Excerpt:
=== Section Start ===

Parental Alienation Syndrome Passes the Frye Test
by J. Michael Bone, Ph.D.
In a recent article published in The Comentator(1), Miami psychologist, Michael Poliacoff, Ph.D., wrote an article arguing against the case for considering Parental Alienation Syndrome as a valid diagnosis, as well as for it not being admissible as evidence in court. His argument was legalistic in its posture, citing Frye Standards as well as Daubert. His conclusion was that Parental Alienation Syndrome could not pass these legal tests, and likely never would. That article was published in 2000.
It is perhaps ironic that on November 22, 2000, in the 13th Judicial Circuit here in Florida, that a Frye hearing was held wherein Richard Gardner, M.D., Parental Alienation Syndrome’s originator; and Richard Warshak, Ph.D., one of PAS’s leading psychological advocates ,testified for two days in a specifically styled Frye Hearing. The result was that the Court ruled that Parental Alienation Syndrome did indeed pass the Frye Test. The Frye test is related to a 1923 Federal Appeals Court Decision that for sceintific evidence to be admissible in court that it must be gathered using techinques that have gained general acceptance in their field.2 This ruling was the first time in the United states, that PAS crossed this important legal threshold, obviously contradicting Dr. Poliakoff’s predictions.
The key points of the Courts ruling are briefly discussed below.

=== Section End ===

What is being asked:
Pick up the article on Parental Alienation Syndrome and the Frye test after its last sentence and write the next passage.

Provided records:
=== Section Start ===

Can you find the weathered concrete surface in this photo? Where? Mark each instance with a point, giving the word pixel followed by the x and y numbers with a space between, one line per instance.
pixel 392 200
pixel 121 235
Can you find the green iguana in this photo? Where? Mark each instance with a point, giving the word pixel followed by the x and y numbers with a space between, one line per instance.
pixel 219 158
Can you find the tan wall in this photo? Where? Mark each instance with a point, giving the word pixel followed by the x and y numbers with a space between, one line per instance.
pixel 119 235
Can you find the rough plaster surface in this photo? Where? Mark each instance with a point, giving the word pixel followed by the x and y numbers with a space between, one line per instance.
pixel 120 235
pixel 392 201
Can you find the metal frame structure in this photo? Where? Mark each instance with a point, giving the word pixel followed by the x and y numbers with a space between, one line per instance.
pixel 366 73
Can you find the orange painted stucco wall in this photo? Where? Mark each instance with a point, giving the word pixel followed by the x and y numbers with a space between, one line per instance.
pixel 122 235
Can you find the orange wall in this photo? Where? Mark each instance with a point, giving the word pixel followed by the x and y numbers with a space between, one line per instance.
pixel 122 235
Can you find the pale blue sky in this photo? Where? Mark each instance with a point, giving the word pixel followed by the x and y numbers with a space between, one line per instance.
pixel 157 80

=== Section End ===
=== Section Start ===

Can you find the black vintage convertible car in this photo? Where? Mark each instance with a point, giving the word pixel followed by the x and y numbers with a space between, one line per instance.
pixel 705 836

=== Section End ===

Your response:
Specifically, the court ruled, “If I do have to apply a Frye Test he has passed the Frye Test, and I find that Parental Alienation Syndrome has passed the Frye Test in my Courtroom which is a Circuit Court Courtroom in the Family Law Division, based on the evidence and the argument before me.”(3) The evidence cited included testimony from Dr. Gardner, his Cirruculum Vitae, excerpts from his writings and other works by other writers. The Court, in its opinion, specifically cited an article published some two years before this hearing in the Florida Bar Journal, which was determined to have “credibility.”(4) The Court also heard from two psycholgists who argued that Parental Alienation Syndrome was not accepted within the scientific community. Their argument was interpreted by the Court as being tantamount to there being some sort of “disciplinary turf battle” wherein one faction does believe in PAS ,and the other faction does not. The Court concludes that this disciplinary divisiveness in no way invalidates the general acceptance of PAS by the scientific community. It was also argued that Parental Alienation Syndrome does not appear in the DSM-lV, which they offered as evidence of its nonexistence.
The DSM-lV is the official diagnostic manual used by mental health professionals in their work with patients. It is a resource containing diagnostic codes and diagnostic criteria. The argument was made that if PAS cannot be found in the DSM-lV, that it does not exist. The Court found that this argument was flawed. The Court reasons that PAS was first described in 1985, and the DSM-IV was last updated in 1994, only 9 years after PAS’s original description by Dr. Gardner. Since the DSMs are rewritten every ten to twelve years, reflecting growing scientific knowledge, The Court reasoned that it is not unreasonable that PAS would not appear in the DSM-IV so shortinly after it was first described.
To support this conclusion,the Court found compelling the argument that AIDS was not in the medical diagnostic manual when it was first described, but that obviously did not invalidated its existence. Additionally, the Court found compelling the argument that Gille de Ia Tourette first described his syndrome in 1885.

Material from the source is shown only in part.